## EXERCISE BRIEF
Gather every line of the entries below that contains the word "baby". Case counts.

## DATA FOR THIS TASK
※ ※ ※
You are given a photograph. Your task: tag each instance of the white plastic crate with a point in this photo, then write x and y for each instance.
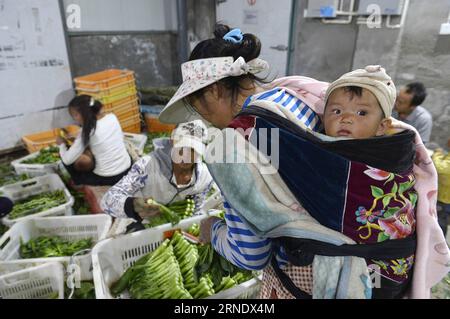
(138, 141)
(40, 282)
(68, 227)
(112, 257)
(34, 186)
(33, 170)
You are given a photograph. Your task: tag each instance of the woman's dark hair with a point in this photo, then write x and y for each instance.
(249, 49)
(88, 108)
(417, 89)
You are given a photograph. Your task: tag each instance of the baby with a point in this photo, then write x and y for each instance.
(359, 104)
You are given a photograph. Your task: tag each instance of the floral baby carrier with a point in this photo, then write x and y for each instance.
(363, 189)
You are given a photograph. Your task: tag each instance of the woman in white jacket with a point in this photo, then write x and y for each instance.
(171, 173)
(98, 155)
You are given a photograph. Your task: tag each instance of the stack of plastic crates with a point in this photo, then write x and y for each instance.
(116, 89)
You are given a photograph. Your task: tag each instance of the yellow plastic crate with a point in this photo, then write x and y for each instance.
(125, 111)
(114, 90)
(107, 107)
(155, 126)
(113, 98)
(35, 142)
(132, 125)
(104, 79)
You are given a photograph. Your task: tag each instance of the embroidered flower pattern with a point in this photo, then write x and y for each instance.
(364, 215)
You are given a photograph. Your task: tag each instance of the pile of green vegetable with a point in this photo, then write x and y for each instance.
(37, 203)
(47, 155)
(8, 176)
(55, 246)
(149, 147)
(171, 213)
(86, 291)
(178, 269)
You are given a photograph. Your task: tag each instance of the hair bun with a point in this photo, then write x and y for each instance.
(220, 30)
※ ※ ※
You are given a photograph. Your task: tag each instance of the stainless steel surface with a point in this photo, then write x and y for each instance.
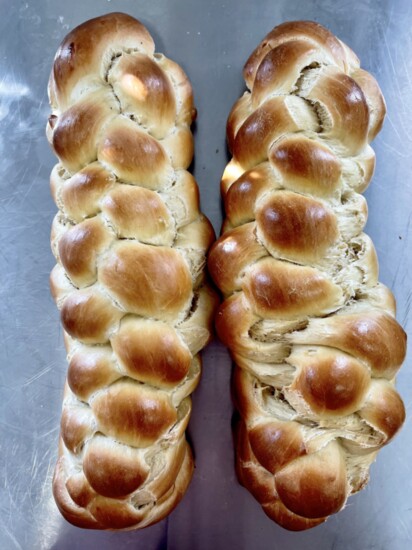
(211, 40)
※ ※ ※
## EXERCISE SOLUTION
You are given a photograph. Your task: tag each instance of the baby with a point in this photo, then write x and y for each instance.
You are given a photograph. Your task: tag each instance of the floral baby carrier with a point in this photo, then write x and y for each instance.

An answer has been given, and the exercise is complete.